과제 및 요구사항 →
다음 진술이 PyTorch 실습 글과 일치하는지 각각 예 또는 아니요로 답하고, 판단 근거가 되는 글의 구절을 한 글자도 바꾸지 말고 인용하세요.
1. 학습용 MNIST 데이터를 불러올 때 download 옵션이 True로 지정되어 있다.
2. 학습 데이터용 DataLoader에서는 shuffle을 False로 지정한다.
3. num_workers는 사용할 GPU의 개수를 뜻한다.

읽을 발췌문 →

또르르's 개발 Story

[11-3] MLP using PyTorch 본문

부스트캠프 AI 테크 U stage/실습

[11-3] MLP using PyTorch

또르르21 2021. 2. 2. 02:50

1️⃣ 설정

 

1) device 설정 : GPU 사용 or CPU 사용

device = torch.device('cuda:0' if torch.cuda.is_available() else 'cpu')

 

 

2) Dataset 가지고 오기

 

PyTorch에서는 기본적으로 datasets를 지원합니다.

from torchvision import datasets,transforms

train시킬 데이터를 tensor형태로 불러옵니다.

mnist_train = datasets.MNIST(root='./data/',train=True,transform=transforms.ToTensor(),download=True)

test할 데이터를 tensor형태로 불러옵니다.

mnist_test = datasets.MNIST(root='./data/',train=False,transform=transforms.ToTensor(),download=True)

 

 

3) DataLoader : 데이터를 가지고와 generator 형태로 저장

 

DataLoader을 사용해서 mnist_train data를 BATCH_SIZE만큼 섞어서 불러옵니다.

train_iter = torch.utils.data.DataLoader(mnist_train,batch_size=BATCH_SIZE,shuffle=True,num_workers=1)  #num_workers는 멀티프로세스 몇개 사용할 것인지

DataLoader을 사용해서 mnist_test data를 BATCH_SIZE만큼 섞어서 불러옵니다.

컬렉션에서 발췌한 기록
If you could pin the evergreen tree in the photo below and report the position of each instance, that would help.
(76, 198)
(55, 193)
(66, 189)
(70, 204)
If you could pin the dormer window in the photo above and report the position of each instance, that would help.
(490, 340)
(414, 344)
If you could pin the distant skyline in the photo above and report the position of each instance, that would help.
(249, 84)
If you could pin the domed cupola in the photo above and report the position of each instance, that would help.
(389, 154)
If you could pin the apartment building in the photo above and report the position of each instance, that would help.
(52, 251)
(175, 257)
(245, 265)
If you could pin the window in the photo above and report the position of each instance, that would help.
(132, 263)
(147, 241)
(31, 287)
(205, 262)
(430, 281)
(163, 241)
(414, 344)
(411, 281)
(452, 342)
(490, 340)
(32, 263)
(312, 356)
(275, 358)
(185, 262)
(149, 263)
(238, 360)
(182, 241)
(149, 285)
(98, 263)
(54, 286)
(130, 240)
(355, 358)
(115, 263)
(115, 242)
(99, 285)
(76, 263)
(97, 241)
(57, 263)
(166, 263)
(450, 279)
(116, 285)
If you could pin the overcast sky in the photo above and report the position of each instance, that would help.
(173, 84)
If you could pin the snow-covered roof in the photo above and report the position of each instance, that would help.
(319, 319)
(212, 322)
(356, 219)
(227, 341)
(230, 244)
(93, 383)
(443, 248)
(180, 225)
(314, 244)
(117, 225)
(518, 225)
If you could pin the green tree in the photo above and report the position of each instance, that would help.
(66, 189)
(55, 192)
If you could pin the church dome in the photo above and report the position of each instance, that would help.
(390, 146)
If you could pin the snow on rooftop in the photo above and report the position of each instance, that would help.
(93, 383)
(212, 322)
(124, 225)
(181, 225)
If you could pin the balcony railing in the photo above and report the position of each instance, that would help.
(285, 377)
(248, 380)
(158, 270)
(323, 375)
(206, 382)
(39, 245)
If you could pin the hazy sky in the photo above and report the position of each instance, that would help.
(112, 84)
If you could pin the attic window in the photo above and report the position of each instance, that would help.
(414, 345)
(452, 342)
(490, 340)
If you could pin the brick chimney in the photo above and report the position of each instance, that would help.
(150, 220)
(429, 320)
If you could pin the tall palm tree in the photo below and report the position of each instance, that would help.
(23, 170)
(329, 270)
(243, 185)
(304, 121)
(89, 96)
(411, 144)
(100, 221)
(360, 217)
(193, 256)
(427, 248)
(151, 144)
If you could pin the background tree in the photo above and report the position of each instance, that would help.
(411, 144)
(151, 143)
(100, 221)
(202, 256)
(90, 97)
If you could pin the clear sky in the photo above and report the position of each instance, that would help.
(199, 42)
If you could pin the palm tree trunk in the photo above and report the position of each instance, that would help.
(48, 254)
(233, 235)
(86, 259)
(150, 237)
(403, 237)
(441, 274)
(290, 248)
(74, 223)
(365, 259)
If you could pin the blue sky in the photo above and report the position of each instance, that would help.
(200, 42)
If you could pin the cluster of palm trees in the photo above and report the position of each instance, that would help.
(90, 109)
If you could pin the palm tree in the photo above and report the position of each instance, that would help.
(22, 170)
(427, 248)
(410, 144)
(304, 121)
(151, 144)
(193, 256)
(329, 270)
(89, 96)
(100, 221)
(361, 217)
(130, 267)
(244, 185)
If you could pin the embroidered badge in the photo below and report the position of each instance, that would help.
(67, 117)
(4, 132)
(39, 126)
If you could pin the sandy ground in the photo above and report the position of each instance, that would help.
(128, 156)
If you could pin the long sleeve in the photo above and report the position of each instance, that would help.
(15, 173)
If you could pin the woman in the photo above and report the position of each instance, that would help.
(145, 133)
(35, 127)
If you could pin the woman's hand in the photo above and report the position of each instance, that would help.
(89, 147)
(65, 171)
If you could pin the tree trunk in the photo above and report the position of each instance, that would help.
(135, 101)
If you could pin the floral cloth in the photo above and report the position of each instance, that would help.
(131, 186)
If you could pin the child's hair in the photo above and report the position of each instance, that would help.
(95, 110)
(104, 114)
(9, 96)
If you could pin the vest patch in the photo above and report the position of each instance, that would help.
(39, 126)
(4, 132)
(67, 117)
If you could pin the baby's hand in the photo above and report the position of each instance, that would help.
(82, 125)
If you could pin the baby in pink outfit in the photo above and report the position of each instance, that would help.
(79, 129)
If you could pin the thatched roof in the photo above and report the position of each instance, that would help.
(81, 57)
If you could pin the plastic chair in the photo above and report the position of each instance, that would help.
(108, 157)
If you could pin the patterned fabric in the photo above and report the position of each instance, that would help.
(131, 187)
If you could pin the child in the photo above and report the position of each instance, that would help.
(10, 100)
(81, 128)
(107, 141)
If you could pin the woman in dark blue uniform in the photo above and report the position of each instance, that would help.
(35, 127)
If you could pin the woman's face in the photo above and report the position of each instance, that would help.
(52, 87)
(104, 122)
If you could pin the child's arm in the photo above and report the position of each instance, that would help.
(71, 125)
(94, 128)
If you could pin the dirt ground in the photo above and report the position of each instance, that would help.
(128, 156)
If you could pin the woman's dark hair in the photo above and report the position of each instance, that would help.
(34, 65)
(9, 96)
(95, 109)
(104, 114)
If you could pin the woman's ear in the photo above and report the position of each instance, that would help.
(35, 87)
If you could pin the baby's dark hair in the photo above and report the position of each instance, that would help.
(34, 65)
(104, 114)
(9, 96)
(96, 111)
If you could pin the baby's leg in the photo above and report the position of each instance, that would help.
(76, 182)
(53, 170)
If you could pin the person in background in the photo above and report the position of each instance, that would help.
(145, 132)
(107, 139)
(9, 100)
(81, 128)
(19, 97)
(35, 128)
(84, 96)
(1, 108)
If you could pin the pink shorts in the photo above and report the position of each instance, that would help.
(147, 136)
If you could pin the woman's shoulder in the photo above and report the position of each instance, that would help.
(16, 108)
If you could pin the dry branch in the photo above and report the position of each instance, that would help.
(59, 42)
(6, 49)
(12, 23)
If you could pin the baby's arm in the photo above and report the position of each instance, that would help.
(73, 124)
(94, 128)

==

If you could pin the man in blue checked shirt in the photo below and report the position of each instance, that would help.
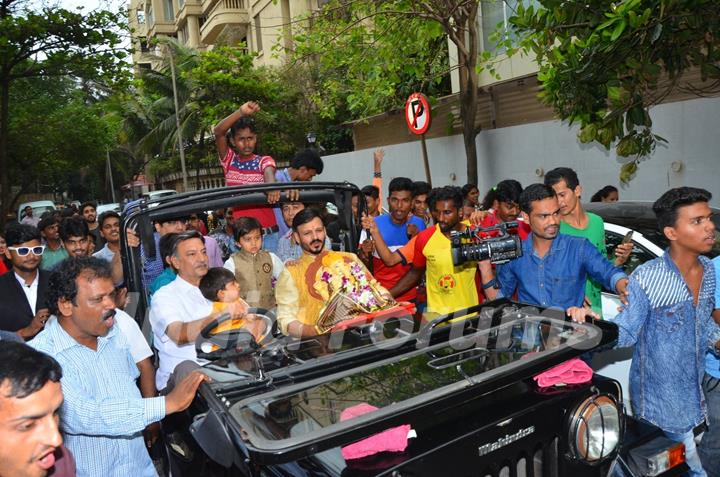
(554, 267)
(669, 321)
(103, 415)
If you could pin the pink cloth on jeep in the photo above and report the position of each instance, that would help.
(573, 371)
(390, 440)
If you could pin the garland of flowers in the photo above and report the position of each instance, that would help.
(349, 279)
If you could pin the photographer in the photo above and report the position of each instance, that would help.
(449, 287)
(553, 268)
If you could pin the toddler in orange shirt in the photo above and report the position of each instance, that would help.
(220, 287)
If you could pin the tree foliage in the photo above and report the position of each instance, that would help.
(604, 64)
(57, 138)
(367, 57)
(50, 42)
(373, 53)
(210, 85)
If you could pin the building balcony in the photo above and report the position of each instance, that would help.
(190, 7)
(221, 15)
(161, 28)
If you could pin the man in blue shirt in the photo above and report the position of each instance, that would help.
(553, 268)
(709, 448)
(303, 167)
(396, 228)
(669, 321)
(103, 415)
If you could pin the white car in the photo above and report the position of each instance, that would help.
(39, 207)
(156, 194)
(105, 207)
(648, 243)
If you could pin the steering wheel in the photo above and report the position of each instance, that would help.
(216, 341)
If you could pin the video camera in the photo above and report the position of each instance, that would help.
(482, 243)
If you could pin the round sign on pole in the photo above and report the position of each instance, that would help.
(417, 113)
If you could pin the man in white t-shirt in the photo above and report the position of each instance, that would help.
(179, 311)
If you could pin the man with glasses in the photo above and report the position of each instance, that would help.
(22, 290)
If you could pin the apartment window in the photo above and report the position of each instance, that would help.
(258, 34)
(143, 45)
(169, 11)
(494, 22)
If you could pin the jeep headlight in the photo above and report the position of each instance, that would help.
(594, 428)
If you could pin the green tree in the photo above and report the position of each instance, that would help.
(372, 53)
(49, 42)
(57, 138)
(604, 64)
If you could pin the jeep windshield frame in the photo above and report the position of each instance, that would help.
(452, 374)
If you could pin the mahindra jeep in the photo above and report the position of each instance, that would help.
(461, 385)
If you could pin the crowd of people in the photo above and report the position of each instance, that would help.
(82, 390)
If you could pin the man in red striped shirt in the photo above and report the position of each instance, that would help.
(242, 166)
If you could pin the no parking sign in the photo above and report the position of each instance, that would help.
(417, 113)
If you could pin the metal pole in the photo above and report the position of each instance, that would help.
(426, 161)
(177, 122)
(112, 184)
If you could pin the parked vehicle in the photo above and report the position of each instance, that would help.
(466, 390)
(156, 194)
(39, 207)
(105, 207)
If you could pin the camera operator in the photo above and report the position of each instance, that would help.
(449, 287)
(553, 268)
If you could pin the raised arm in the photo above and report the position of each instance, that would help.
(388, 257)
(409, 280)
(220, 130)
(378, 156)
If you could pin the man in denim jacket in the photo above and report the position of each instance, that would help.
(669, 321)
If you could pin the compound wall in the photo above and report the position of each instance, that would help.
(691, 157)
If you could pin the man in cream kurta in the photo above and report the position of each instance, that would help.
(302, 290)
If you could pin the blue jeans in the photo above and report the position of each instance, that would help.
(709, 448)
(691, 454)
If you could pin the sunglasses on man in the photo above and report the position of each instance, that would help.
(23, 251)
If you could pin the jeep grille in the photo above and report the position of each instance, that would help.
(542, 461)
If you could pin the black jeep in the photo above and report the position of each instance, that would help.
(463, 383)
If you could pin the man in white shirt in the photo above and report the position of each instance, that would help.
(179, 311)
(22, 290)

연습 문제 답안 →
1. 예: "mnist_train = datasets.MNIST(root='./data/',train=True,transform=transforms.ToTensor(),download=True)"
2. 아니요: "train_iter = torch.utils.data.DataLoader(mnist_train,batch_size=BATCH_SIZE,shuffle=True,num_workers=1)"
3. 아니요: "#num_workers는 멀티프로세스 몇개 사용할 것인지"